What you are asked to do.
Output the lines of the items below as a JSON list of strings, one string per line, starting at the line that contains "Provide one point per instance of the blue" and ending at the line that contains "x=100 y=257", with both of those lines included and any blank lines left out.

Material.
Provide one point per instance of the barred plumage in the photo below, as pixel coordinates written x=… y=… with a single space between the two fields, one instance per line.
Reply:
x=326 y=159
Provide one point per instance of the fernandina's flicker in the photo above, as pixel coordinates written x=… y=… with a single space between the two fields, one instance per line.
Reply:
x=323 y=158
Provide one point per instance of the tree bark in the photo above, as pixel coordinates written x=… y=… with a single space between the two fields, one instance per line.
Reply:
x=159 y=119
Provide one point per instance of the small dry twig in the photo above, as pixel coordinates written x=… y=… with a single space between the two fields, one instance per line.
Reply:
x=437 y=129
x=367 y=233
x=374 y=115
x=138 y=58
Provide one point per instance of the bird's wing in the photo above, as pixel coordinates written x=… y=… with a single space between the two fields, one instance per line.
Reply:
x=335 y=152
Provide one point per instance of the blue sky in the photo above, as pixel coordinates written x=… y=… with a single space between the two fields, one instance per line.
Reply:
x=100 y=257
--
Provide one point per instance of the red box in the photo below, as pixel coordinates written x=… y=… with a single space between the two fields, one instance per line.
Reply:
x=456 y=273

Final result.
[
  "Provide one point per instance of the blue sky in the photo above, as pixel coordinates written x=… y=… with a single space between the two fields, one instance per line.",
  "Reply:",
  "x=100 y=257"
]